ЗАДАНИЕ 1 =>
Продублируйте без изменений фрагмент приведённого ниже отрывка о Тентетникове и генерале Бетрищеве: от слов «Наконец в сердце» до слов «не вынес этого.» включительно.

Наконец в сердце его закрадывается что-то похожее на любовь, но и тут кончилось ничем, и не столько по апатии, а из того же тонкого самолюбия. Он влюбился в дочь генерала Бетрищева. Генерал принимал сначала Тентетникова довольно хорошо и радушно, потом позволил себе несколько фамильярный тон и стал относиться к нему свысока, говоря: любезнейший, послушай, братец, и один раз сказал даже ты. Тентетников не вынес этого.

«Скрепя сердце и стиснув зубы, он, однако же, имел присутствие духа сказать необыкновенно учтивым и мягким голосом, между тем как пятна выступили на лице его и все внутри его кипело: «Я благодарю вас, генерал, за расположение. Словом: ты, вы меня вызываете на тесную дружбу, обязывая и меня говорить вам ты. Но различие в летах препятствует такому фамильярному между нами обращению». Генерал смутился. Собирая слова и мысли, стал он говорить, хотя несколько несвязно, что слово ты было им сказано не в том смысле, что старику иной раз позволительно сказать молодому человеку ты (о чине своем он не упомянул ни слова)» (стр. 33 второй части «Мертвых душ»).

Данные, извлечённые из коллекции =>
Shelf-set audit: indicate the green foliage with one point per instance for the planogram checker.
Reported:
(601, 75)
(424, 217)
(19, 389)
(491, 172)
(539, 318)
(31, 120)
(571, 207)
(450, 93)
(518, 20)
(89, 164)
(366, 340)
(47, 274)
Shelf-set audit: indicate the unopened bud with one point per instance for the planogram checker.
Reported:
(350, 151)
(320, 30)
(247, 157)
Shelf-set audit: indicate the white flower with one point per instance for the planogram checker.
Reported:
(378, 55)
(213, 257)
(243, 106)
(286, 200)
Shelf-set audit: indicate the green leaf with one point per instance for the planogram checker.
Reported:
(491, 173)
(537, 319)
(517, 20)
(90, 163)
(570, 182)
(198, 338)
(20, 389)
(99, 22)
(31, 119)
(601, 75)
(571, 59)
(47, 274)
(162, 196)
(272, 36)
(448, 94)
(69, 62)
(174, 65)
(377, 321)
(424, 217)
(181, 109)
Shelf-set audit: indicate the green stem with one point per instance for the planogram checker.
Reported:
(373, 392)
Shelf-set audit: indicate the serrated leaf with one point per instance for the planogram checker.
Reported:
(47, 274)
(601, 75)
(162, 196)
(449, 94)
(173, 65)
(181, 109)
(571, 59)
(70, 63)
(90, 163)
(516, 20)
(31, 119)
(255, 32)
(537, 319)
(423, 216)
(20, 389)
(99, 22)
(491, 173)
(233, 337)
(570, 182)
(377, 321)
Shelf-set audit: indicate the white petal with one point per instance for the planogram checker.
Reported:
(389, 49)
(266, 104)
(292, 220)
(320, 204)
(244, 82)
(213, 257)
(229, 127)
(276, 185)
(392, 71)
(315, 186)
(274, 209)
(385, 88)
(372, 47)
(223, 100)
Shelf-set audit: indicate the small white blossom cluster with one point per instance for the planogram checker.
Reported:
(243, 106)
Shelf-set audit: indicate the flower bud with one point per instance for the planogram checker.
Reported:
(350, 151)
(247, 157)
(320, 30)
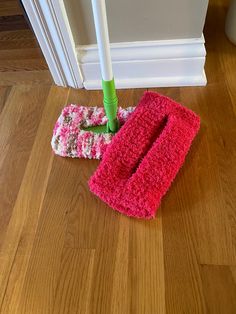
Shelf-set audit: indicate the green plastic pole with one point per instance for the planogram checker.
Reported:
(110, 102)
...
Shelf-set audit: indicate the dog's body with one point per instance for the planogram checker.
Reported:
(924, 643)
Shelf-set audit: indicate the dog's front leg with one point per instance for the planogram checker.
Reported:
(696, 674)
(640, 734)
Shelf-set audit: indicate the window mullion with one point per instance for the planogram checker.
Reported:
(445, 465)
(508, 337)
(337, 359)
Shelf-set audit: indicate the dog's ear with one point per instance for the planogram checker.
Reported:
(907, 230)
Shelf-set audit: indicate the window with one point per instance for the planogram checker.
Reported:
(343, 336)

ЗАДАНИЕ 2 =>
Покажите все строки записей, где встречается слово «leaf».

ПИСЬМЕННЫЙ ОТВЕТ 1 =>
Наконец в сердце его закрадывается что-то похожее на любовь, но и тут кончилось ничем, и не столько по апатии, а из того же тонкого самолюбия. Он влюбился в дочь генерала Бетрищева. Генерал принимал сначала Тентетникова довольно хорошо и радушно, потом позволил себе несколько фамильярный тон и стал относиться к нему свысока, говоря: любезнейший, послушай, братец, и один раз сказал даже ты. Тентетников не вынес этого.

ПИСЬМЕННЫЙ ОТВЕТ 2 =>
Shelf-set audit: indicate the green leaf with one point per instance for the planogram checker.
Shelf-set audit: indicate the serrated leaf with one point per instance for the planogram checker.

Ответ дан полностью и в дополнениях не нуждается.